- Job:
Convert every line of the items below into a two-column Markdown table headed Row and Item Line, skipping blank lines. Leave the pictures out of the table.
────
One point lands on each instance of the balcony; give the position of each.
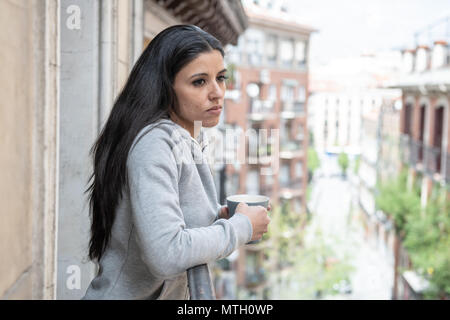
(433, 160)
(447, 169)
(291, 188)
(292, 109)
(261, 110)
(424, 158)
(411, 151)
(262, 156)
(291, 149)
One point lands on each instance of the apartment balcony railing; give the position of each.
(291, 149)
(433, 160)
(255, 278)
(424, 158)
(261, 110)
(296, 183)
(416, 153)
(291, 188)
(292, 109)
(412, 151)
(447, 168)
(405, 148)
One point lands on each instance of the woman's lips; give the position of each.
(215, 110)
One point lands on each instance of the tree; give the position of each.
(343, 163)
(313, 162)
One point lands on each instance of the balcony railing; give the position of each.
(433, 160)
(261, 110)
(292, 109)
(423, 157)
(405, 148)
(291, 149)
(447, 169)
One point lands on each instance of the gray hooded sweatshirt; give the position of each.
(166, 221)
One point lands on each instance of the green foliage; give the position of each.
(425, 232)
(343, 162)
(396, 200)
(357, 163)
(313, 160)
(428, 243)
(315, 268)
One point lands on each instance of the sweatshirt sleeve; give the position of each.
(167, 247)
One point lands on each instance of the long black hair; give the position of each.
(147, 97)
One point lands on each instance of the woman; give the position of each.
(154, 211)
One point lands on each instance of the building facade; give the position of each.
(424, 135)
(65, 62)
(267, 96)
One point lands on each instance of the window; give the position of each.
(299, 169)
(284, 175)
(287, 93)
(301, 94)
(253, 182)
(271, 49)
(300, 53)
(286, 52)
(254, 46)
(272, 92)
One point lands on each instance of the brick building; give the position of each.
(269, 88)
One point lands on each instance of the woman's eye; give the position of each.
(198, 82)
(223, 78)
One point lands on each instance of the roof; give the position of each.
(275, 19)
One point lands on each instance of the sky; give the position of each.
(351, 27)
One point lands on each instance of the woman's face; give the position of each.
(200, 89)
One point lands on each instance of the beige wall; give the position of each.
(28, 143)
(15, 155)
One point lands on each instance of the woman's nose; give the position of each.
(216, 91)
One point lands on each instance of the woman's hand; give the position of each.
(224, 213)
(258, 218)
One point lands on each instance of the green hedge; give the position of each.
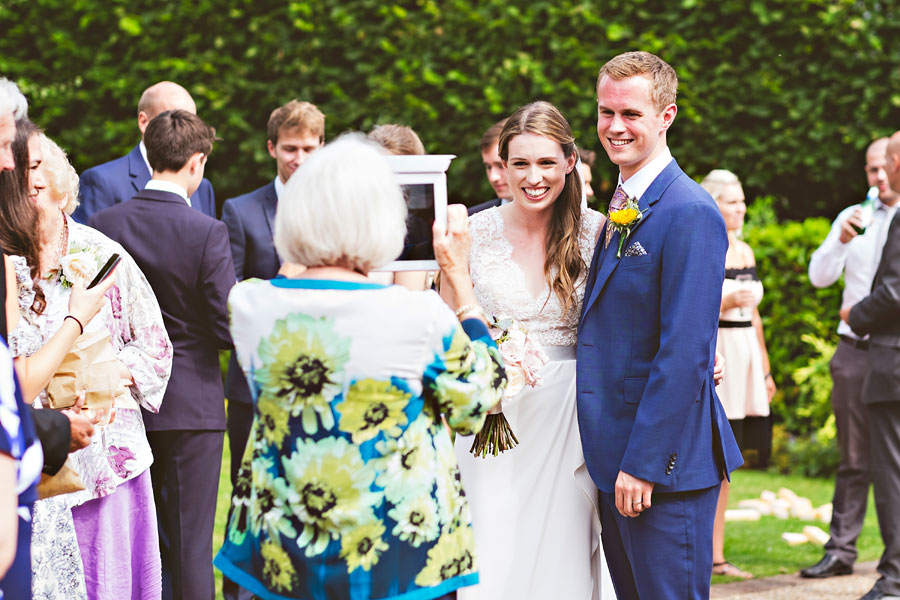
(788, 92)
(800, 325)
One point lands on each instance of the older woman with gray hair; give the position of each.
(100, 542)
(348, 486)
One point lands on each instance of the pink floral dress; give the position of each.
(118, 452)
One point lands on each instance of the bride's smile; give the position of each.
(536, 169)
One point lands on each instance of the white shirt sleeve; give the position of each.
(828, 261)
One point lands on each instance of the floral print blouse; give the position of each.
(349, 487)
(119, 451)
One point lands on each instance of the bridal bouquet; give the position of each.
(522, 359)
(79, 264)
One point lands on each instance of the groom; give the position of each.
(655, 437)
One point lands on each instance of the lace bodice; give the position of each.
(500, 283)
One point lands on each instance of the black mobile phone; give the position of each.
(105, 270)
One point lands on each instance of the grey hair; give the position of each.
(12, 100)
(60, 175)
(342, 207)
(717, 180)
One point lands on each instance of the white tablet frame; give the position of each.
(422, 169)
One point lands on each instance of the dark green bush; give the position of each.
(789, 92)
(799, 322)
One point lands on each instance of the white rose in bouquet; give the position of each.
(515, 381)
(512, 351)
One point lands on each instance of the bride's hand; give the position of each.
(85, 303)
(451, 247)
(451, 250)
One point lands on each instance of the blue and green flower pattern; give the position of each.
(349, 487)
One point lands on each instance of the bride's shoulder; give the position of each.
(591, 222)
(485, 222)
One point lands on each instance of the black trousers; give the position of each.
(851, 485)
(884, 424)
(240, 417)
(185, 473)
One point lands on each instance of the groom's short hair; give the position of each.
(173, 137)
(663, 81)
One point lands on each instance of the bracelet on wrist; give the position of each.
(80, 326)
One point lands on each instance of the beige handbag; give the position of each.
(65, 481)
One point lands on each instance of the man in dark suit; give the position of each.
(878, 315)
(118, 180)
(294, 131)
(186, 259)
(493, 168)
(655, 437)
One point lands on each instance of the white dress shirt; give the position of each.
(279, 189)
(638, 183)
(857, 259)
(168, 186)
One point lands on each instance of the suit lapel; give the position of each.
(270, 204)
(137, 169)
(607, 256)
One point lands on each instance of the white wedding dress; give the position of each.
(534, 507)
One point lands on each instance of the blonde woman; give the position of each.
(749, 386)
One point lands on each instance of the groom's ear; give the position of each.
(668, 115)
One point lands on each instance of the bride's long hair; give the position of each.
(563, 264)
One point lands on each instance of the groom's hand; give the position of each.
(632, 494)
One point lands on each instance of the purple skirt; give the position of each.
(119, 543)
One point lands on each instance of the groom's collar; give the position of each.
(638, 183)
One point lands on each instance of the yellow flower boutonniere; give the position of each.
(624, 219)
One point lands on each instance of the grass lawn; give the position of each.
(755, 546)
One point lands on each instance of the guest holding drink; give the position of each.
(749, 386)
(100, 542)
(349, 487)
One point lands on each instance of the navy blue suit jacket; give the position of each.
(646, 346)
(251, 225)
(118, 180)
(186, 259)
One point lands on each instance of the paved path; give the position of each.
(791, 587)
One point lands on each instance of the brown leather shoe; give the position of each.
(829, 566)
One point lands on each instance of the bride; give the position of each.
(534, 512)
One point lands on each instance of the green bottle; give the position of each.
(867, 208)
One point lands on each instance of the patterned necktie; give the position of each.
(616, 203)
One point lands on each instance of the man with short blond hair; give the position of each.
(13, 107)
(845, 252)
(294, 131)
(118, 180)
(493, 168)
(655, 437)
(878, 316)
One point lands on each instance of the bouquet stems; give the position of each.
(495, 437)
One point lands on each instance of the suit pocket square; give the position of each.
(635, 250)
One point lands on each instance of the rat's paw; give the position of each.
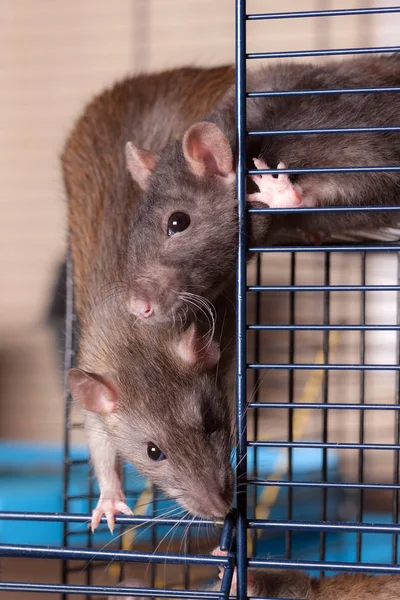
────
- Exercise result:
| Row | Item Line |
|---|---|
| 1 | One point lands on each instance of the balcony; give the position of each. |
| 2 | (433, 160) |
| 3 | (447, 169) |
| 4 | (291, 188) |
| 5 | (292, 109) |
| 6 | (261, 110) |
| 7 | (424, 158) |
| 8 | (411, 151) |
| 9 | (262, 156) |
| 10 | (291, 149) |
| 11 | One point lands on each instance of the apartment balcony railing; give the position of each. |
| 12 | (291, 149) |
| 13 | (433, 160) |
| 14 | (255, 278) |
| 15 | (424, 158) |
| 16 | (261, 110) |
| 17 | (296, 183) |
| 18 | (416, 153) |
| 19 | (291, 188) |
| 20 | (292, 109) |
| 21 | (412, 151) |
| 22 | (447, 168) |
| 23 | (405, 148) |
| 24 | One point lands on each instance of the woman's lips; give the position of each. |
| 25 | (215, 110) |
| 26 | One point lands on each instance of the tree; give the position of each. |
| 27 | (343, 163) |
| 28 | (313, 162) |
| 29 | One point lands on each instance of the balcony railing; give the position of each. |
| 30 | (433, 160) |
| 31 | (261, 110) |
| 32 | (292, 109) |
| 33 | (423, 157) |
| 34 | (405, 148) |
| 35 | (291, 149) |
| 36 | (447, 169) |
| 37 | One point lands on each instance of the gray hooded sweatshirt; give the position of each. |
| 38 | (166, 221) |
| 39 | One point lands on each instance of the green foliage; give the position of each. |
| 40 | (425, 232) |
| 41 | (343, 162) |
| 42 | (396, 200) |
| 43 | (357, 163) |
| 44 | (313, 160) |
| 45 | (428, 243) |
| 46 | (315, 268) |
| 47 | One point lands on each instance of the sweatshirt sleeve; give the position of each. |
| 48 | (167, 247) |
| 49 | One point lands on each instance of the long black hair; give the position of each. |
| 50 | (147, 97) |
| 51 | One point lands on each instance of the woman; give the position of each. |
| 52 | (154, 211) |
| 53 | One point lands on each instance of the building facade; give the position of each. |
| 54 | (424, 135) |
| 55 | (65, 62) |
| 56 | (267, 96) |
| 57 | One point lands on each instance of the window; give the position of each. |
| 58 | (299, 169) |
| 59 | (284, 175) |
| 60 | (287, 93) |
| 61 | (301, 94) |
| 62 | (253, 182) |
| 63 | (271, 49) |
| 64 | (300, 53) |
| 65 | (286, 52) |
| 66 | (254, 46) |
| 67 | (272, 92) |
| 68 | One point lands on each instance of the brick building; give the position of each. |
| 69 | (269, 88) |
| 70 | One point lands on each instance of the woman's eye; give the position of each. |
| 71 | (198, 82) |
| 72 | (223, 78) |
| 73 | One point lands on each instance of the roof; give the position of each. |
| 74 | (275, 19) |
| 75 | One point lands on each instance of the sky; give the position of each. |
| 76 | (351, 27) |
| 77 | One point lands on each instance of the woman's face; give the position of each. |
| 78 | (200, 89) |
| 79 | One point lands on each instance of the beige wall; give the position of each. |
| 80 | (28, 143) |
| 81 | (15, 155) |
| 82 | One point lands on each instance of the woman's nose; give the position of each. |
| 83 | (216, 91) |
| 84 | One point lands on each instance of the woman's hand; give the position of each. |
| 85 | (224, 213) |
| 86 | (258, 218) |
| 87 | One point lands on each instance of the green hedge; give the position of each. |
| 88 | (788, 92) |
| 89 | (800, 325) |
| 90 | One point lands on each instance of the older woman with gray hair; give the position of each. |
| 91 | (100, 542) |
| 92 | (348, 486) |
| 93 | One point lands on each instance of the pink floral dress; give the position of each. |
| 94 | (118, 452) |
| 95 | One point lands on each instance of the bride's smile; give the position of each. |
| 96 | (536, 169) |
| 97 | One point lands on each instance of the white shirt sleeve; give the position of each. |
| 98 | (828, 261) |
| 99 | One point lands on each instance of the floral print blouse; give the position of each. |
| 100 | (349, 487) |
| 101 | (119, 451) |
| 102 | One point lands on each instance of the bridal bouquet; give the position of each. |
| 103 | (522, 359) |
| 104 | (79, 264) |
| 105 | One point lands on each instance of the groom; give the position of each. |
| 106 | (655, 437) |
| 107 | One point lands on each instance of the lace bodice; give the position of each. |
| 108 | (500, 283) |
| 109 | One point lands on each instance of the black mobile phone; give the position of each. |
| 110 | (105, 270) |
| 111 | One point lands on each instance of the grey hair; give the position of each. |
| 112 | (12, 100) |
| 113 | (60, 175) |
| 114 | (342, 207) |
| 115 | (717, 180) |
| 116 | One point lands on each instance of the white tablet frame; give the position of each. |
| 117 | (422, 169) |
| 118 | One point lands on each instance of the dark green bush; give the position of each. |
| 119 | (789, 92) |
| 120 | (799, 322) |
| 121 | One point lands on each instance of the white rose in bouquet; give the position of each. |
| 122 | (515, 381) |
| 123 | (512, 351) |
| 124 | One point lands on each instance of the bride's hand; give the position of each. |
| 125 | (85, 303) |
| 126 | (451, 247) |
| 127 | (451, 250) |
| 128 | One point lands on each instance of the blue and green flower pattern; give the position of each. |
| 129 | (349, 487) |
| 130 | One point lands on each instance of the bride's shoulder; give the position of each. |
| 131 | (591, 222) |
| 132 | (485, 222) |
| 133 | One point lands on each instance of the black trousers; give the position of each. |
| 134 | (851, 485) |
| 135 | (884, 424) |
| 136 | (240, 417) |
| 137 | (185, 473) |
| 138 | One point lands on each instance of the groom's short hair; give the position of each. |
| 139 | (173, 137) |
| 140 | (663, 81) |
| 141 | One point lands on each instance of the bracelet on wrist; give the position of each. |
| 142 | (80, 326) |
| 143 | One point lands on each instance of the beige handbag; give the position of each. |
| 144 | (65, 481) |
| 145 | One point lands on each instance of the man in dark suit; give the position of each. |
| 146 | (878, 315) |
| 147 | (118, 180) |
| 148 | (294, 131) |
| 149 | (186, 259) |
| 150 | (493, 168) |
| 151 | (655, 437) |
| 152 | One point lands on each instance of the white dress shirt; give the position of each. |
| 153 | (279, 189) |
| 154 | (638, 183) |
| 155 | (857, 259) |
| 156 | (168, 186) |
| 157 | One point lands on each instance of the suit lapel; give the position of each. |
| 158 | (270, 204) |
| 159 | (137, 169) |
| 160 | (607, 256) |
| 161 | One point lands on each instance of the white wedding dress; give the position of each. |
| 162 | (534, 507) |
| 163 | One point lands on each instance of the blonde woman; give the position of each. |
| 164 | (749, 386) |
| 165 | One point lands on each instance of the groom's ear; give the position of each. |
| 166 | (668, 115) |
| 167 | One point lands on each instance of the bride's long hair; give the position of each. |
| 168 | (563, 264) |
| 169 | One point lands on each instance of the groom's hand; give the position of each. |
| 170 | (632, 494) |
| 171 | One point lands on each instance of the purple skirt; give the position of each. |
| 172 | (119, 543) |
| 173 | One point lands on each instance of the groom's collar; give the position of each. |
| 174 | (638, 183) |
| 175 | One point lands on each instance of the yellow flower boutonniere; give the position of each. |
| 176 | (624, 219) |
| 177 | One point lands on each instance of the grass lawn; give the position of each. |
| 178 | (755, 546) |
| 179 | One point lands on each instance of the guest holding drink; give the position of each. |
| 180 | (749, 386) |
| 181 | (100, 542) |
| 182 | (349, 487) |
| 183 | One point lands on each instance of the navy blue suit jacket; give the position of each. |
| 184 | (646, 346) |
| 185 | (251, 225) |
| 186 | (118, 180) |
| 187 | (186, 259) |
| 188 | One point lands on each instance of the paved path; give the position of each. |
| 189 | (791, 587) |
| 190 | One point lands on each instance of the brown leather shoe; give the position of each. |
| 191 | (829, 566) |
| 192 | One point lands on each instance of the bride; give the position of each. |
| 193 | (534, 512) |
| 194 | One point lands on each instance of the green bottle; give the position of each. |
| 195 | (867, 208) |
| 196 | One point lands on each instance of the patterned necktie; give the position of each. |
| 197 | (616, 203) |
| 198 | One point lands on each instance of the man with short blond hair; give the position of each. |
| 199 | (13, 107) |
| 200 | (845, 252) |
| 201 | (294, 131) |
| 202 | (118, 180) |
| 203 | (493, 168) |
| 204 | (655, 437) |
| 205 | (878, 316) |
| 206 | One point lands on each instance of the bouquet stems; give the position of each. |
| 207 | (495, 437) |
| 208 | One point lands on each instance of the suit pocket square; give the position of each. |
| 209 | (635, 250) |
| 210 | One point lands on each instance of the rat's paw; give the position of each. |